■ **ABOUT THIS TASK**: Among the lines of the records, please find those that contain the word "below" and copy them.

(Items from a data source)
*** Begin section ***
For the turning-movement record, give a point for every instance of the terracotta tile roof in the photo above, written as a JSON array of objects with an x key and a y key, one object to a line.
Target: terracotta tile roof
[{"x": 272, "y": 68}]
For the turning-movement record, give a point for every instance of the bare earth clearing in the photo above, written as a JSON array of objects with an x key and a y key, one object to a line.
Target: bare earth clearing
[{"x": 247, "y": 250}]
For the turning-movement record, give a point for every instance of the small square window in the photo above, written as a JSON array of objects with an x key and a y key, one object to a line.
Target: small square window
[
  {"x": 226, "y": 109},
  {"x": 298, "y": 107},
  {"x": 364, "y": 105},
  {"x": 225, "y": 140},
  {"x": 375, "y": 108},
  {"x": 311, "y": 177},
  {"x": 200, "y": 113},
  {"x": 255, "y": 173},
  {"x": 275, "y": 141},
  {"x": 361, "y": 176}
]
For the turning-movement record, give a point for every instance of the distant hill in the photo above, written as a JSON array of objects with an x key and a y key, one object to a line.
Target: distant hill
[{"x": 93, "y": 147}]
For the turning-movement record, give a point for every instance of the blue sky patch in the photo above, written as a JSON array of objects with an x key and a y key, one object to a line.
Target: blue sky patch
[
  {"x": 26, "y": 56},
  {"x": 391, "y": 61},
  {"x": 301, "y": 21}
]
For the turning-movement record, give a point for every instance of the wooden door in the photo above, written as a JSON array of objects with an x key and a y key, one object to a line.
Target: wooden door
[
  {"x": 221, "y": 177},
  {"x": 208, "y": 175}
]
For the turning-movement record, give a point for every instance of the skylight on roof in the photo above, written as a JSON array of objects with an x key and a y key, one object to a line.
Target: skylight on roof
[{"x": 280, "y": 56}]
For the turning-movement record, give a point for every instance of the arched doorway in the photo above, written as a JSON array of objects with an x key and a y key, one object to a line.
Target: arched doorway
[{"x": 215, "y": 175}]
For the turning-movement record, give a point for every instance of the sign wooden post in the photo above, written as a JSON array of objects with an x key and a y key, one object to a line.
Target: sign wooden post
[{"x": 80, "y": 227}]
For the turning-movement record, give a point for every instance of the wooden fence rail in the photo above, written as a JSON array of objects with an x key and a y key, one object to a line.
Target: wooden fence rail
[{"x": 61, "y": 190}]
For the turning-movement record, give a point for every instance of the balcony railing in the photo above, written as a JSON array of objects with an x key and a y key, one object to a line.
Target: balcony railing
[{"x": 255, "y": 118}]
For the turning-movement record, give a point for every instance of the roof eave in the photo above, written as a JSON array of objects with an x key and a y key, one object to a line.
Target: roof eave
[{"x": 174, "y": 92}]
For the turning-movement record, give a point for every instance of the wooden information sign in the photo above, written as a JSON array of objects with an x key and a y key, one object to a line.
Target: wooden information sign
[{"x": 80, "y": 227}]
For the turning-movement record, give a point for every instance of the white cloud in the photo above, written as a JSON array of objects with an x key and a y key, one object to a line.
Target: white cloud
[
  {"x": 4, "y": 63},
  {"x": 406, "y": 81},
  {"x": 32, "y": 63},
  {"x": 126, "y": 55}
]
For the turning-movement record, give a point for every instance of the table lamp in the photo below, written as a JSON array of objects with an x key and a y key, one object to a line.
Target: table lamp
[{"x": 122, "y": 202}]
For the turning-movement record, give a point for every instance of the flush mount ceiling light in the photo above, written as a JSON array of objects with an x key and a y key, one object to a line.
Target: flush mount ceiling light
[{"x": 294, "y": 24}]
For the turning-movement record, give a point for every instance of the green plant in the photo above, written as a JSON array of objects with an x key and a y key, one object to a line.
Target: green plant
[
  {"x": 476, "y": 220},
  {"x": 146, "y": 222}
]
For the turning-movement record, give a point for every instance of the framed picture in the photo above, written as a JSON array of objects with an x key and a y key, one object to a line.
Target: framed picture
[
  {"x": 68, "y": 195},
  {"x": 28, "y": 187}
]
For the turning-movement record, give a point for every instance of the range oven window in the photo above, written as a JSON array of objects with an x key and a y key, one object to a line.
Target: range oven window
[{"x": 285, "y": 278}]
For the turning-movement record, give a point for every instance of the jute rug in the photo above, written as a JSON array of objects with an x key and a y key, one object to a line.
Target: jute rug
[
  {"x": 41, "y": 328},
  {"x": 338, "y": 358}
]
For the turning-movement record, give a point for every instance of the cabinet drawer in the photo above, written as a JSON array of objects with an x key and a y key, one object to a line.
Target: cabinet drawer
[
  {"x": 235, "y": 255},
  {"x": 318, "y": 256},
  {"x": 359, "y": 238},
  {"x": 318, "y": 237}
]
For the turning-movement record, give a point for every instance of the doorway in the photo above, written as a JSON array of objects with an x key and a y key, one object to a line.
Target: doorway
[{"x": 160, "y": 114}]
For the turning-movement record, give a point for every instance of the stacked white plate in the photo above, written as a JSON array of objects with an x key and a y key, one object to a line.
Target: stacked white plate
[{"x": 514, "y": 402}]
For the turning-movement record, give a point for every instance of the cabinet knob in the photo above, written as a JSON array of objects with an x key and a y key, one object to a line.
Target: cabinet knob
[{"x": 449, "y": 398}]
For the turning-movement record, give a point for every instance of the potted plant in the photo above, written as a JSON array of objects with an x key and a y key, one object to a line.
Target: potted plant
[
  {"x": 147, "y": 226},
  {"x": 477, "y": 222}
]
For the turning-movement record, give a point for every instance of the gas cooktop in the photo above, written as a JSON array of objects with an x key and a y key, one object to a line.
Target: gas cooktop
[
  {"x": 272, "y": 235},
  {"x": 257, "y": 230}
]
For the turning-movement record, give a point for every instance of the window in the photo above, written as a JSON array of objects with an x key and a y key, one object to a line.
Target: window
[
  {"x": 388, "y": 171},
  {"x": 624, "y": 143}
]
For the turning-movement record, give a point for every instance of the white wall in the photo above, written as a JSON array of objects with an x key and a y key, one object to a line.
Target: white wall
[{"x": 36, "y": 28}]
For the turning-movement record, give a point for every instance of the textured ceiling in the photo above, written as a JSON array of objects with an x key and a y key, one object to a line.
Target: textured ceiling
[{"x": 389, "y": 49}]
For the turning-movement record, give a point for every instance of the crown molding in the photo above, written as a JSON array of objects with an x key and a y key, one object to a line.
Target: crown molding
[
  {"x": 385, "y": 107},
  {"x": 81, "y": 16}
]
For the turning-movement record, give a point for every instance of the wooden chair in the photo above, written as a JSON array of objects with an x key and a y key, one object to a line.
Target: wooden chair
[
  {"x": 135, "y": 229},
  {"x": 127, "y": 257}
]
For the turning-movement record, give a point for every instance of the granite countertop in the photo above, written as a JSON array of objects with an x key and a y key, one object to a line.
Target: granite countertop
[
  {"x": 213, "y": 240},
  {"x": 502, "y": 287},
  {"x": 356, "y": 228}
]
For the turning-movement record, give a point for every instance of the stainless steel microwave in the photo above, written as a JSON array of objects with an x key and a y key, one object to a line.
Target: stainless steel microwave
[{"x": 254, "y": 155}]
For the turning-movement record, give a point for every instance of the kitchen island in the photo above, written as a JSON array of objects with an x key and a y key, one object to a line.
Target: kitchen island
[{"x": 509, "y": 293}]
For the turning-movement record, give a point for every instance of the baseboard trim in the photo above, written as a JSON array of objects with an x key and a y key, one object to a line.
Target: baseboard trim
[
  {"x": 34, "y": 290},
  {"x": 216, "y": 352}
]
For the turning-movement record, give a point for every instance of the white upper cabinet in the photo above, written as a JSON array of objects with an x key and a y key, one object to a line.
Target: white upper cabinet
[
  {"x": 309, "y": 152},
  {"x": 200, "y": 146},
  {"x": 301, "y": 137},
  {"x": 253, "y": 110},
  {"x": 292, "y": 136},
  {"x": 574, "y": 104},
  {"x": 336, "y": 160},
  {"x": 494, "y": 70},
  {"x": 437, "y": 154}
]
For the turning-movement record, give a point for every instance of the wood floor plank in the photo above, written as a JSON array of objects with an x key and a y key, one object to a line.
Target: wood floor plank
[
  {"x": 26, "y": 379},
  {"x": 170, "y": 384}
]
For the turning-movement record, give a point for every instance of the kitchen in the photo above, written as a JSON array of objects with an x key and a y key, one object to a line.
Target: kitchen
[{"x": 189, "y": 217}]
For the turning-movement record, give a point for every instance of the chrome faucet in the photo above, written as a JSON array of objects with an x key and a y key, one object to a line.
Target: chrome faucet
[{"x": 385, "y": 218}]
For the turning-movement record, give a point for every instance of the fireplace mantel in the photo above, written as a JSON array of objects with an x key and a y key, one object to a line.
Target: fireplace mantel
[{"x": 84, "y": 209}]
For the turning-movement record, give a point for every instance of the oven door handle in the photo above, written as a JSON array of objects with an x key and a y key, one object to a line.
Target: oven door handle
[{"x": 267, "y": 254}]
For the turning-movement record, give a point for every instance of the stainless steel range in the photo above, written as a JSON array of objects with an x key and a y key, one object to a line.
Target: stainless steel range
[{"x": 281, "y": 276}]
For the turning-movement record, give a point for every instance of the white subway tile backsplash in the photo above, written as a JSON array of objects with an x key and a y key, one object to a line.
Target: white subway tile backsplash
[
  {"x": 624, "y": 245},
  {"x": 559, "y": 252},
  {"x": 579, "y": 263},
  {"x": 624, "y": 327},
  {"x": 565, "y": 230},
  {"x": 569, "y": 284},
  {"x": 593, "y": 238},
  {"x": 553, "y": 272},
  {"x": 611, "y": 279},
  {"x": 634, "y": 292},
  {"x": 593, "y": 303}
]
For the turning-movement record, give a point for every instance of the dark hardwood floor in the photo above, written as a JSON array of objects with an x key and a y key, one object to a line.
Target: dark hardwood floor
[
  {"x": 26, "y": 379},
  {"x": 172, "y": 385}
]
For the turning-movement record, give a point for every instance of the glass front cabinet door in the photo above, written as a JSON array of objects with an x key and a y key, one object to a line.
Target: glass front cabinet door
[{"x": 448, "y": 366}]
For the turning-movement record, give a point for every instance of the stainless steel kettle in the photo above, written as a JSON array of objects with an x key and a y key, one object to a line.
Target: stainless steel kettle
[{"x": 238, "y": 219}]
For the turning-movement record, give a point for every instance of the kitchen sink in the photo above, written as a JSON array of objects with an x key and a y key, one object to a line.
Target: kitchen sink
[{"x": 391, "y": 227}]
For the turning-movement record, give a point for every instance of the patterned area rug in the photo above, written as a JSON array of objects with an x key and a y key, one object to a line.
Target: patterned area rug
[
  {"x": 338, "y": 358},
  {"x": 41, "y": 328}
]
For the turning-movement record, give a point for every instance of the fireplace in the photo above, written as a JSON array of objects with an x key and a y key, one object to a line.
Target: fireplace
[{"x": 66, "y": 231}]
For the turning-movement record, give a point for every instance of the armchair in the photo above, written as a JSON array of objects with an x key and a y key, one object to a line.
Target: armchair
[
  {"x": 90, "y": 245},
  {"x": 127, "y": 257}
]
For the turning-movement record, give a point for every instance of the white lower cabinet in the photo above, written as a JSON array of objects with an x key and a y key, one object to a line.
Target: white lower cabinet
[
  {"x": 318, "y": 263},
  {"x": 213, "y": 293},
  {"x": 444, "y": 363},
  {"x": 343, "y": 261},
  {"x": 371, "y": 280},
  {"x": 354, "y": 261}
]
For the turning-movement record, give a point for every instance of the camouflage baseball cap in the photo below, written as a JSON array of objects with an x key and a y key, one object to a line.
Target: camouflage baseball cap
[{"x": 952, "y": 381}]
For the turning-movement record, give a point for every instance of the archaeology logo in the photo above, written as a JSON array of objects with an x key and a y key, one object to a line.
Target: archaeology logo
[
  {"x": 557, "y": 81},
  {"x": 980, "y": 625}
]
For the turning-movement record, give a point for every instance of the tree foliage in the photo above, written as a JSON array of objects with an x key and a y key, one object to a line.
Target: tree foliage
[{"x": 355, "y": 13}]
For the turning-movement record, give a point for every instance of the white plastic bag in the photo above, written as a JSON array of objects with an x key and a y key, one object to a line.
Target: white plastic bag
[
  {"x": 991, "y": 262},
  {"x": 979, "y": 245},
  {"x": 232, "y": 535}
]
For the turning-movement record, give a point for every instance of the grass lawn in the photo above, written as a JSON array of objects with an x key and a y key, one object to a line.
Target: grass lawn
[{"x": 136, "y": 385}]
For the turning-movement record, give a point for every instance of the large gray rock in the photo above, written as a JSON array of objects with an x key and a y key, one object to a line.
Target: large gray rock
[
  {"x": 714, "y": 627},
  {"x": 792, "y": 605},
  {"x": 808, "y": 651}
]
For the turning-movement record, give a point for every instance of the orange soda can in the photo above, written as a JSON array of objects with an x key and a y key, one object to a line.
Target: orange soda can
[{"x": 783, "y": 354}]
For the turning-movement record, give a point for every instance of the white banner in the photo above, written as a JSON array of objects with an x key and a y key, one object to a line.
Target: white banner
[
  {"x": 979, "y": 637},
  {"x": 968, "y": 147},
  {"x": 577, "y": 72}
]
*** End section ***
■ **RESPONSE BOX**:
For the turning-movement record, give a point for every instance of the table lamp in the photo below, written as a JSON array of objects with an x key and a y key, one object to a line.
For the turning-movement record, give a point for every instance of the camouflage baseball cap in the photo below, written as a JSON array of objects with an x key and a y key, one object to a line.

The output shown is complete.